TEXTO DE ESTUDIO:
····················

Por: Gaby Vargas
El bell boy abre la puerta con una sonrisa y le da los buenos días a cada persona que entra. Observo esto mientras espero a mi esposo en el lobby de un hotel. Me llama la atención que la mayoría de las personas ignora por completo al joven; ensimismados en sus asuntos, cada cual se sigue de frente sin percatarse siquiera de su existencia. “Pobre, nadie le hace caso –pensé–. Ha de ser horrible estar en su lugar.”
Recordé momentos en que he tratado a alguien así, como una no-persona, sin establecer una conexión humana. Me acordé con remordimiento de un policía que trabajó durante 20 años como vigilante de la calle en donde vivo. Un día me dijo: “Señora, me despido; ya me dan mi retiro”. Todos los días lo vi, lo saludé y nunca tuve la delicadeza de preguntarle su nombre. Qué vergüenza sentí. ¿Cuántas veces he tratado con alguien –un dependiente, una cajera– a señas, sin validarlo lo suficiente por seguir la conversación en el celular? ¡Qué deshumanización! ¿en cuántas ocasiones no he tenido la atención de llamar por teléfono o tener un detalle con alguna amiga que pasa por una situación difícil? ¡Miles!
Se necesita estar del otro lado para entender.

····················

INFORMACIÓN PRESENTADA:

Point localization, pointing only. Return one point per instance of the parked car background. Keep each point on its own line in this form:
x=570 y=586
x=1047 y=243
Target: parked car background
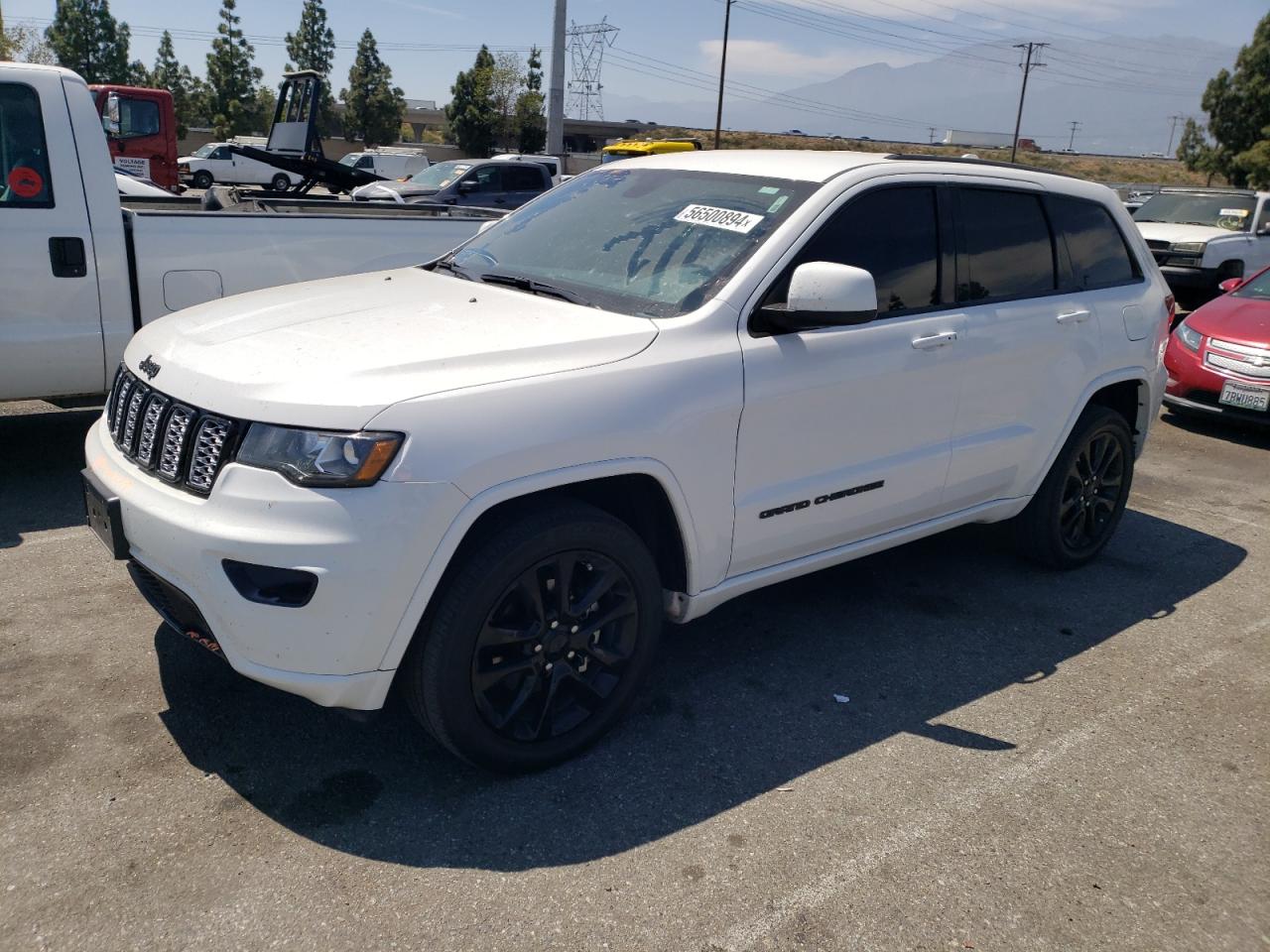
x=1218 y=358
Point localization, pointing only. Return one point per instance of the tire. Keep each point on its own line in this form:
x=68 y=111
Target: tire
x=509 y=676
x=1079 y=506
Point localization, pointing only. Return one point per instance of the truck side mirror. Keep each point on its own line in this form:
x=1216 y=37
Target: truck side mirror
x=111 y=117
x=825 y=295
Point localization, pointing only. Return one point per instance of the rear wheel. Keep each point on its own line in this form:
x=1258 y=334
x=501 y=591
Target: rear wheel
x=540 y=640
x=1079 y=506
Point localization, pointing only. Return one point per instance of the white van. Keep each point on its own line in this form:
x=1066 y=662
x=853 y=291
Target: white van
x=216 y=164
x=388 y=164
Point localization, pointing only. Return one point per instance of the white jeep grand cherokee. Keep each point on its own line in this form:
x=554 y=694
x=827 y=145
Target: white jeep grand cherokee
x=662 y=385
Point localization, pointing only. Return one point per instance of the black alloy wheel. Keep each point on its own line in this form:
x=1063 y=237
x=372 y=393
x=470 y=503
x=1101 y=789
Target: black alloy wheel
x=1091 y=493
x=539 y=638
x=553 y=649
x=1079 y=506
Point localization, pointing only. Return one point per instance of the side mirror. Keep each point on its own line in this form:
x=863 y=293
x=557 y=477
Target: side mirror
x=111 y=117
x=825 y=295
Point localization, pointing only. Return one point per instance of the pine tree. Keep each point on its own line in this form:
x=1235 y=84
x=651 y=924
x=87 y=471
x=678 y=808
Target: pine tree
x=177 y=79
x=471 y=114
x=372 y=105
x=87 y=40
x=313 y=48
x=231 y=77
x=531 y=125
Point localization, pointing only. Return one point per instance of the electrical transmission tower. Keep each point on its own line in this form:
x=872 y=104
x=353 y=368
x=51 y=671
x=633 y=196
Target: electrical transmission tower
x=587 y=46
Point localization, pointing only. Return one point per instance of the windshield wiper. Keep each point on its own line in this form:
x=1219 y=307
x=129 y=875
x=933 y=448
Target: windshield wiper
x=535 y=287
x=448 y=264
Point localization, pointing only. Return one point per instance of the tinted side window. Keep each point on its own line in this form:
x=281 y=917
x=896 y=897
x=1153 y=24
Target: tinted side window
x=24 y=180
x=137 y=117
x=1093 y=243
x=1006 y=248
x=522 y=178
x=890 y=232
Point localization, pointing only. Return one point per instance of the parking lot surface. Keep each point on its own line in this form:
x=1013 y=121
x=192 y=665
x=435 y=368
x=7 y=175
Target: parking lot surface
x=1025 y=760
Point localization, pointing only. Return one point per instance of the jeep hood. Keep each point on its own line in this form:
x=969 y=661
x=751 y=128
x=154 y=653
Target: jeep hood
x=334 y=353
x=1171 y=232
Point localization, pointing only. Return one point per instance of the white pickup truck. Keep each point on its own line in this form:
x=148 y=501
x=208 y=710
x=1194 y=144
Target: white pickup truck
x=79 y=275
x=661 y=385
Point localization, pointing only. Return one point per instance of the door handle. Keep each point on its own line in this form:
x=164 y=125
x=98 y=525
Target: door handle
x=1074 y=316
x=66 y=255
x=934 y=340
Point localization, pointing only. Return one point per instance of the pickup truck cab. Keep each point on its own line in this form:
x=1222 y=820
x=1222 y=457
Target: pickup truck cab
x=216 y=164
x=1205 y=236
x=665 y=384
x=82 y=270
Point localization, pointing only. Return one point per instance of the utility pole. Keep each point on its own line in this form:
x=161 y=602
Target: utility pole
x=1028 y=64
x=722 y=68
x=556 y=94
x=1173 y=128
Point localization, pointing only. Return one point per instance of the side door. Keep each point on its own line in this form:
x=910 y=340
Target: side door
x=50 y=308
x=481 y=186
x=1033 y=340
x=844 y=430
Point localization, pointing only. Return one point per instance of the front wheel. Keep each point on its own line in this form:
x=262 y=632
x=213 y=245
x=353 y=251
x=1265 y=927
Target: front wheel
x=540 y=640
x=1080 y=503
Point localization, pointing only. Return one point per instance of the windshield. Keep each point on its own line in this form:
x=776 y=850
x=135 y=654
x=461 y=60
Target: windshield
x=654 y=243
x=1229 y=212
x=1257 y=287
x=441 y=175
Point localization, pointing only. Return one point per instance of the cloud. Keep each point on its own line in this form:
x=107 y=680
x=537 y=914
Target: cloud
x=763 y=58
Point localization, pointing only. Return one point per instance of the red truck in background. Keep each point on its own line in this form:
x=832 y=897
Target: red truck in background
x=141 y=128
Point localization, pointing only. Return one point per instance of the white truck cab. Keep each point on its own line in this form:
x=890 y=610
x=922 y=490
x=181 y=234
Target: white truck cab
x=661 y=385
x=1202 y=236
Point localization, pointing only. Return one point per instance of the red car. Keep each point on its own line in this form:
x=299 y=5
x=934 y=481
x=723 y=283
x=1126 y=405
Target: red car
x=1218 y=358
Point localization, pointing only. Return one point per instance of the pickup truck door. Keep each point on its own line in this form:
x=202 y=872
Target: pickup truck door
x=846 y=430
x=50 y=308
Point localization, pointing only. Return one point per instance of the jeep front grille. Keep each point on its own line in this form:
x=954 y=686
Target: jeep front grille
x=177 y=442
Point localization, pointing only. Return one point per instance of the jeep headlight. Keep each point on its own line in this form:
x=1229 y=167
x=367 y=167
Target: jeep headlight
x=318 y=457
x=1189 y=336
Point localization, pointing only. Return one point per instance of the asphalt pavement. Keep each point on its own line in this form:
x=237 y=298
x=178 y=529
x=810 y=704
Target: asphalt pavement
x=1025 y=760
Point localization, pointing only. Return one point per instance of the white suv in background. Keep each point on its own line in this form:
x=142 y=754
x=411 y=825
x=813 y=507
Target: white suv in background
x=489 y=479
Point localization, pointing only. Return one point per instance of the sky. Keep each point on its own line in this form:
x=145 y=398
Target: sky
x=775 y=45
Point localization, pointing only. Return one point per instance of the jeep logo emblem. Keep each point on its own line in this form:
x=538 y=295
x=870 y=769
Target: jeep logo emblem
x=149 y=367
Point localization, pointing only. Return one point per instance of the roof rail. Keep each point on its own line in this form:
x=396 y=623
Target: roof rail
x=960 y=160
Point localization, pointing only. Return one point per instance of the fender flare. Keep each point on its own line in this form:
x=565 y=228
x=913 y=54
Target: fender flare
x=524 y=486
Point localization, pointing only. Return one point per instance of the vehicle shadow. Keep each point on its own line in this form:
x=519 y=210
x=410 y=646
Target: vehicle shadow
x=1246 y=434
x=41 y=454
x=740 y=702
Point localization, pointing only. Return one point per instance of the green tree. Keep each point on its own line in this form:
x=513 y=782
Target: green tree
x=372 y=105
x=531 y=125
x=313 y=48
x=231 y=79
x=1238 y=111
x=177 y=79
x=471 y=114
x=87 y=40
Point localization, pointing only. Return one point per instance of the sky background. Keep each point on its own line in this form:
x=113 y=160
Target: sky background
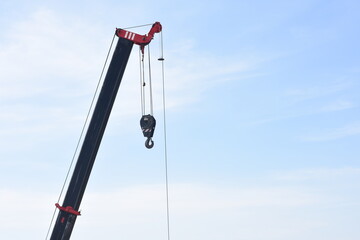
x=263 y=120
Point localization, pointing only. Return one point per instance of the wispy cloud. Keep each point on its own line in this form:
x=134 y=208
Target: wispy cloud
x=322 y=174
x=333 y=134
x=316 y=91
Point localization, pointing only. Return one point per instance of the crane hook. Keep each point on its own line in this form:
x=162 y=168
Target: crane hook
x=149 y=143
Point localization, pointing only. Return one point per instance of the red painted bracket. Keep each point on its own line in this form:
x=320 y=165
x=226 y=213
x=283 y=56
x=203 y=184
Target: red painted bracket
x=67 y=209
x=138 y=39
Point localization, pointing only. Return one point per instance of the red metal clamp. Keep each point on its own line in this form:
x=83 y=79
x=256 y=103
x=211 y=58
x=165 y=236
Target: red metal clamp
x=67 y=209
x=138 y=39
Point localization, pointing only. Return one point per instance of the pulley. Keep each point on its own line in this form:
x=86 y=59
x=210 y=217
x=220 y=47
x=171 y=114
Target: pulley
x=147 y=124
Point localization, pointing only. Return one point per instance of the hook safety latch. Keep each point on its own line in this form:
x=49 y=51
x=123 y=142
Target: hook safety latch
x=147 y=124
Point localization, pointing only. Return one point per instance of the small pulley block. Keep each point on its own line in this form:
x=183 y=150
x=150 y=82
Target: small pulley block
x=147 y=124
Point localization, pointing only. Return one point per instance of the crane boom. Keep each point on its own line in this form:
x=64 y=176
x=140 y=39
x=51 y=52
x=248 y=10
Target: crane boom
x=69 y=211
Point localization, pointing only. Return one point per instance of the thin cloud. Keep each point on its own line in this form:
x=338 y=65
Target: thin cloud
x=333 y=134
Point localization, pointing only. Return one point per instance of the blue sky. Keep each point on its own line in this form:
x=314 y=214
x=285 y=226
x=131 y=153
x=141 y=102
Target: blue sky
x=263 y=121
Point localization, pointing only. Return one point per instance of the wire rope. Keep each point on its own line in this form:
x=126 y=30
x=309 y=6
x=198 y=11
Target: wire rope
x=150 y=86
x=165 y=137
x=81 y=135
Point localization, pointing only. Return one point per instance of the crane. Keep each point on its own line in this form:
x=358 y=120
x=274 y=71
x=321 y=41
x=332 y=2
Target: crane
x=69 y=210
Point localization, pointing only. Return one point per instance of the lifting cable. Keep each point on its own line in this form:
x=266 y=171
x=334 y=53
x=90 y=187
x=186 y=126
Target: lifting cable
x=147 y=121
x=81 y=134
x=161 y=58
x=148 y=143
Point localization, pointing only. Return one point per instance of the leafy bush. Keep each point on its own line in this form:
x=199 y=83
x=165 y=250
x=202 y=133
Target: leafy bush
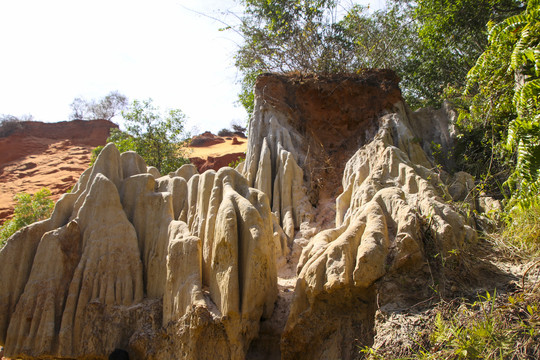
x=225 y=132
x=493 y=327
x=157 y=137
x=8 y=125
x=234 y=164
x=521 y=235
x=29 y=209
x=103 y=109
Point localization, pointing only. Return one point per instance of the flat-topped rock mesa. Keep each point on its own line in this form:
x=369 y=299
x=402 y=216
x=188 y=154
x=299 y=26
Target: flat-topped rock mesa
x=245 y=263
x=52 y=155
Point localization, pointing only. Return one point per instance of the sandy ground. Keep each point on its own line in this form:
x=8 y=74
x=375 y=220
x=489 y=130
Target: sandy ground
x=218 y=149
x=54 y=156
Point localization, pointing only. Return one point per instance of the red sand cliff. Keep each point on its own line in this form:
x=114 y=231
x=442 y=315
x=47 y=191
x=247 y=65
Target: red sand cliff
x=51 y=155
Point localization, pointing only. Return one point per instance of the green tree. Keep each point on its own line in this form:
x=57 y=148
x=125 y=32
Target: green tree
x=29 y=209
x=103 y=109
x=317 y=36
x=157 y=137
x=505 y=82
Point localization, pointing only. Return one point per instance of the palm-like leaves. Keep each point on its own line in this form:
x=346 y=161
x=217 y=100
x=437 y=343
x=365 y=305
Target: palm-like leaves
x=522 y=33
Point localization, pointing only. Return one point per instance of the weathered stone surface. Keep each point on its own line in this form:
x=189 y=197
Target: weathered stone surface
x=128 y=245
x=185 y=265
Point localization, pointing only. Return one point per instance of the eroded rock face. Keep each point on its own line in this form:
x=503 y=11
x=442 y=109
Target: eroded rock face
x=185 y=266
x=391 y=196
x=118 y=251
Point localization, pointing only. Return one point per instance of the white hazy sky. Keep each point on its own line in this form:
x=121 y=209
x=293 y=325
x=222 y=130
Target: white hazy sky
x=54 y=51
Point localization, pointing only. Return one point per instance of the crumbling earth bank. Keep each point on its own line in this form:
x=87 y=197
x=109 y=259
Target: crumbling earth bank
x=190 y=265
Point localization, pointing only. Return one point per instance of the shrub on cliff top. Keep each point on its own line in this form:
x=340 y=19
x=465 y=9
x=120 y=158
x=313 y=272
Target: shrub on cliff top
x=157 y=137
x=29 y=209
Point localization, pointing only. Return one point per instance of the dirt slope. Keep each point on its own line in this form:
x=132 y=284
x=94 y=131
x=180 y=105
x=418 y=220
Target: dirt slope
x=209 y=151
x=51 y=155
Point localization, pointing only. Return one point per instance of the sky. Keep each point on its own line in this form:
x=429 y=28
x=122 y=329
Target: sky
x=55 y=51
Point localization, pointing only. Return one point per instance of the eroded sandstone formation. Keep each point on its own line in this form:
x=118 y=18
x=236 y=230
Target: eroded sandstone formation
x=187 y=265
x=125 y=246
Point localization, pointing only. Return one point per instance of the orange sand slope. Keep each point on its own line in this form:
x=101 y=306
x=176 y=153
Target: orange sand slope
x=51 y=155
x=223 y=148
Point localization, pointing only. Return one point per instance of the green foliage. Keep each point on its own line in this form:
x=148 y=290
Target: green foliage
x=319 y=36
x=237 y=162
x=103 y=109
x=505 y=82
x=522 y=232
x=157 y=137
x=493 y=327
x=452 y=35
x=29 y=209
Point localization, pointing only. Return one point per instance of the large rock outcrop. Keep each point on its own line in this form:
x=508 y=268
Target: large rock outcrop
x=189 y=265
x=52 y=155
x=126 y=257
x=303 y=132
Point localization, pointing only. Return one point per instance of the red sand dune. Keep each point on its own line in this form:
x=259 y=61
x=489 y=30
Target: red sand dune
x=53 y=155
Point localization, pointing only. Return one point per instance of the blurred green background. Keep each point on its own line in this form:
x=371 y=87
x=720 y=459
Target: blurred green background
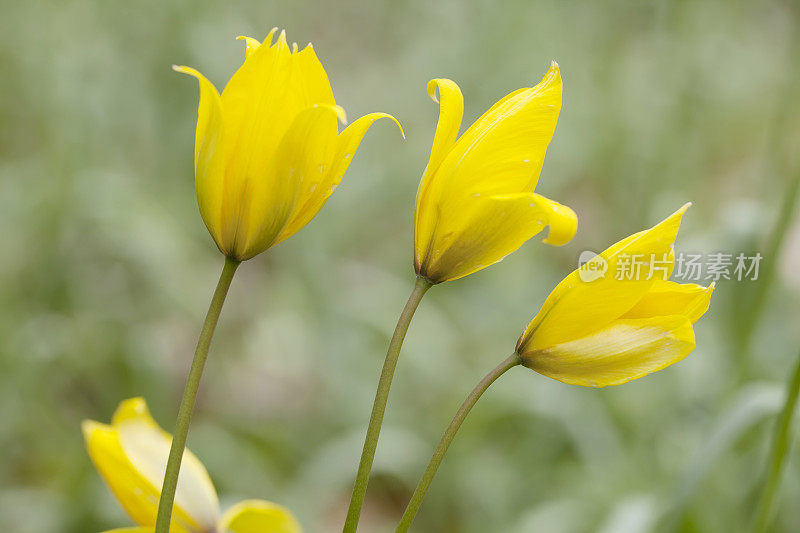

····················

PREGUNTAS DE ESTUDIO:
1 > Reescribe como lista breve el párrafo del texto de estudio que comienza con «Recordé momentos en que» y conserva sus datos principales.
2 > Transcribe literalmente el fragmento del texto de estudio que empieza en «Recordé momentos en» y termina en «lado para entender.».

LISTA DE RESPUESTAS:
1 >
- Vienen a la memoria ocasiones en que se ha tratado a alguien como una no-persona, sin establecer una conexión humana.
- Un policía vigiló durante 20 años la calle donde vive quien escribe. Se despidió al recibir su retiro, y nunca se le preguntó su nombre, aunque se le veía y saludaba a diario. Eso provocó vergüenza.
- Se reconoce haber tratado por señas a un dependiente o a una cajera por seguir la conversación en el celular, y se califica como deshumanización.
- Se admite no haber llamado ni haber tenido un detalle con alguna amiga en una situación difícil «miles» de veces.

2 >
Recordé momentos en que he tratado a alguien así, como una no-persona, sin establecer una conexión humana. Me acordé con remordimiento de un policía que trabajó durante 20 años como vigilante de la calle en donde vivo. Un día me dijo: “Señora, me despido; ya me dan mi retiro”. Todos los días lo vi, lo saludé y nunca tuve la delicadeza de preguntarle su nombre. Qué vergüenza sentí. ¿Cuántas veces he tratado con alguien –un dependiente, una cajera– a señas, sin validarlo lo suficiente por seguir la conversación en el celular? ¡Qué deshumanización! ¿en cuántas ocasiones no he tenido la atención de llamar por teléfono o tener un detalle con alguna amiga que pasa por una situación difícil? ¡Miles!
Se necesita estar del otro lado para entender.